== Task description ==
Format all the entries below as a numbered list with one line per item, skipping blank lines and leaving out the pictures.

Object outline annotations:
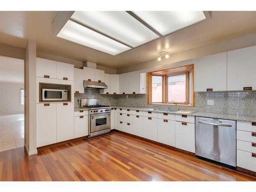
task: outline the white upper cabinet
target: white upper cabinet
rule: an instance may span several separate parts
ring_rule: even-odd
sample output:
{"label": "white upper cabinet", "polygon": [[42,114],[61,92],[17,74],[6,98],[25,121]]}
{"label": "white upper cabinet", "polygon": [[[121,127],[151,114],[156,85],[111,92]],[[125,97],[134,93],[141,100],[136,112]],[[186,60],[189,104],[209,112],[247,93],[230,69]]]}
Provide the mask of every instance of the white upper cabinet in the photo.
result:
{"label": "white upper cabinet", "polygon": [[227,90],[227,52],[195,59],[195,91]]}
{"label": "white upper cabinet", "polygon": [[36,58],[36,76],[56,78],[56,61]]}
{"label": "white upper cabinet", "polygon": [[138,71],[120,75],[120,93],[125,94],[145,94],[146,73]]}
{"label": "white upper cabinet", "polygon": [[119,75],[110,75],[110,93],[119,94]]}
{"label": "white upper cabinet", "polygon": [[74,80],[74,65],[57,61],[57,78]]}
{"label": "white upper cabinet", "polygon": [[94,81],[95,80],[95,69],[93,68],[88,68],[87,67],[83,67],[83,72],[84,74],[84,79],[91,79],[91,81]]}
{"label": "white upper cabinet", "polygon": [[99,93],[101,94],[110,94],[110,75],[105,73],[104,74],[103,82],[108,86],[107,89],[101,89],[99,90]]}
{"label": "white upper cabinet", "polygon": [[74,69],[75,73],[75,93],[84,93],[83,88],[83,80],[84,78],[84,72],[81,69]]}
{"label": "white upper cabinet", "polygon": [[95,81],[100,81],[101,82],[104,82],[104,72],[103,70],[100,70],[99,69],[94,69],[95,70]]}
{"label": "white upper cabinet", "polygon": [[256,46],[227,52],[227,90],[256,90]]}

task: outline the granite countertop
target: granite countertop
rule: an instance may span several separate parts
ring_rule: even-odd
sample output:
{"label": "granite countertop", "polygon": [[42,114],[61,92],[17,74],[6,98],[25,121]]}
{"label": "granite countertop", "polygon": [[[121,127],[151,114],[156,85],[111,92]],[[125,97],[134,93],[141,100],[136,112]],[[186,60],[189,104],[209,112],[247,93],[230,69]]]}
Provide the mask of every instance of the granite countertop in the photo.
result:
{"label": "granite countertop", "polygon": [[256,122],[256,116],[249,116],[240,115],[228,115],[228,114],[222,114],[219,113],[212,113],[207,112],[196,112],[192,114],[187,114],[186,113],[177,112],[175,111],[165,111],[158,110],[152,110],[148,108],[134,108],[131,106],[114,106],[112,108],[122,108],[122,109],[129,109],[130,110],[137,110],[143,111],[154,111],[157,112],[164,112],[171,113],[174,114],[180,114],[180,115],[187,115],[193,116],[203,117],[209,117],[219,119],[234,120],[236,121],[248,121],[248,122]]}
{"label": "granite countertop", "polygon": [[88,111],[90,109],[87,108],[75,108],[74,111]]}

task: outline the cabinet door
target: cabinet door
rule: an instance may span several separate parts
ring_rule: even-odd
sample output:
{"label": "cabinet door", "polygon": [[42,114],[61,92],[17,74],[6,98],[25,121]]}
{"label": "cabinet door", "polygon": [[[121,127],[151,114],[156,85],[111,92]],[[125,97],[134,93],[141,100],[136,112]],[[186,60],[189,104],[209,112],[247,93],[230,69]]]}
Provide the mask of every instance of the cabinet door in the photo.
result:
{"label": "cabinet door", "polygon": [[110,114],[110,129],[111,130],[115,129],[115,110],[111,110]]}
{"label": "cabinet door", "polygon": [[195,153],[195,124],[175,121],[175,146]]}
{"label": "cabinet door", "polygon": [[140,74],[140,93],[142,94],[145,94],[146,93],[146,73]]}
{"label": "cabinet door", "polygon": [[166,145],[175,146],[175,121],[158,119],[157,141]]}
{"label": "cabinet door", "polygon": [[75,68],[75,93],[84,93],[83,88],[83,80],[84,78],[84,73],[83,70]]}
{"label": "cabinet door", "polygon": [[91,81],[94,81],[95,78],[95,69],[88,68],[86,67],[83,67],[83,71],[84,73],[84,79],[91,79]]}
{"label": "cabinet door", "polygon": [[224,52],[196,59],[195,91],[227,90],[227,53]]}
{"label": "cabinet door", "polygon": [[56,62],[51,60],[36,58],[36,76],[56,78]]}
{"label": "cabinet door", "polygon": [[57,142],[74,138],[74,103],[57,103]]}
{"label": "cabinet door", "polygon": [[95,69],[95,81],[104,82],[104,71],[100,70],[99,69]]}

== Answer for the task ==
1. task: outline the white upper cabinet
2. target: white upper cabinet
3. rule: an instance may span several separate parts
4. ring_rule: even-odd
5. sample output:
6. {"label": "white upper cabinet", "polygon": [[42,114],[61,92],[17,74],[6,98],[25,121]]}
7. {"label": "white upper cabinet", "polygon": [[[121,127],[151,114],[156,85],[111,92]],[[125,97],[134,93],[141,100],[136,112]],[[186,60],[189,104],[209,112],[247,93],[230,69]]]}
8. Provide the mask of every instance of the white upper cabinet in the photo.
9. result:
10. {"label": "white upper cabinet", "polygon": [[227,90],[227,52],[195,59],[195,91]]}
11. {"label": "white upper cabinet", "polygon": [[36,58],[36,76],[56,78],[56,61]]}
12. {"label": "white upper cabinet", "polygon": [[138,71],[120,75],[120,93],[125,94],[145,94],[146,73]]}
13. {"label": "white upper cabinet", "polygon": [[119,75],[110,75],[110,93],[119,94]]}
14. {"label": "white upper cabinet", "polygon": [[74,80],[74,65],[57,61],[57,78]]}
15. {"label": "white upper cabinet", "polygon": [[94,81],[95,80],[95,69],[93,68],[88,68],[87,67],[83,67],[83,72],[84,74],[84,79],[91,79],[91,81]]}
16. {"label": "white upper cabinet", "polygon": [[99,93],[101,94],[110,94],[110,75],[105,73],[104,74],[103,82],[108,86],[107,89],[101,89],[99,90]]}
17. {"label": "white upper cabinet", "polygon": [[74,69],[75,73],[75,93],[84,93],[83,88],[83,80],[84,78],[84,72],[81,69]]}
18. {"label": "white upper cabinet", "polygon": [[95,81],[100,81],[101,82],[104,82],[104,72],[103,70],[100,70],[99,69],[94,69],[95,70]]}
19. {"label": "white upper cabinet", "polygon": [[256,46],[227,52],[227,90],[256,90]]}
20. task: outline the granite countertop
21. target: granite countertop
22. rule: an instance may span several separate parts
23. ring_rule: even-odd
24. sample output:
25. {"label": "granite countertop", "polygon": [[42,114],[61,92],[17,74],[6,98],[25,121]]}
26. {"label": "granite countertop", "polygon": [[[121,127],[151,114],[156,85],[111,92]],[[125,97],[134,93],[141,100],[136,112]],[[186,60],[189,104],[209,112],[247,93],[230,69]]]}
27. Provide the mask of every instance of the granite countertop in the photo.
28. result:
29. {"label": "granite countertop", "polygon": [[256,122],[256,116],[249,116],[240,115],[228,115],[228,114],[222,114],[219,113],[212,113],[207,112],[196,112],[192,114],[187,114],[186,113],[177,112],[175,111],[165,111],[158,110],[152,110],[148,108],[134,108],[131,106],[114,106],[112,108],[122,108],[122,109],[129,109],[130,110],[137,110],[143,111],[154,111],[157,112],[164,112],[171,113],[174,114],[180,114],[180,115],[187,115],[193,116],[203,117],[209,117],[219,119],[234,120],[236,121],[248,121],[248,122]]}
30. {"label": "granite countertop", "polygon": [[88,111],[90,109],[87,108],[75,108],[74,111]]}
31. task: outline the cabinet door
32. target: cabinet door
33. rule: an instance may span several separate parts
34. ring_rule: even-odd
35. sample output:
36. {"label": "cabinet door", "polygon": [[42,114],[61,92],[17,74],[6,98],[25,121]]}
37. {"label": "cabinet door", "polygon": [[[121,127],[151,114],[156,85],[111,92]],[[125,97],[134,93],[141,100],[136,112]],[[186,60],[189,104],[209,112],[247,93],[230,69]]]}
38. Provide the mask of every instance of the cabinet door in the photo.
39. result:
40. {"label": "cabinet door", "polygon": [[110,114],[110,129],[111,130],[115,129],[115,110],[111,110]]}
41. {"label": "cabinet door", "polygon": [[195,153],[195,124],[175,121],[175,146]]}
42. {"label": "cabinet door", "polygon": [[140,74],[140,93],[142,94],[145,94],[146,93],[146,73]]}
43. {"label": "cabinet door", "polygon": [[166,145],[175,146],[175,121],[158,119],[157,141]]}
44. {"label": "cabinet door", "polygon": [[75,68],[75,93],[84,93],[83,88],[83,80],[84,78],[84,73],[83,70]]}
45. {"label": "cabinet door", "polygon": [[91,81],[94,81],[95,78],[95,69],[88,68],[86,67],[83,67],[83,71],[84,73],[84,79],[91,79]]}
46. {"label": "cabinet door", "polygon": [[224,52],[196,59],[195,91],[227,90],[227,53]]}
47. {"label": "cabinet door", "polygon": [[56,62],[51,60],[36,58],[36,76],[56,78]]}
48. {"label": "cabinet door", "polygon": [[57,142],[74,138],[74,103],[57,103]]}
49. {"label": "cabinet door", "polygon": [[95,69],[95,81],[104,82],[104,71],[100,70],[99,69]]}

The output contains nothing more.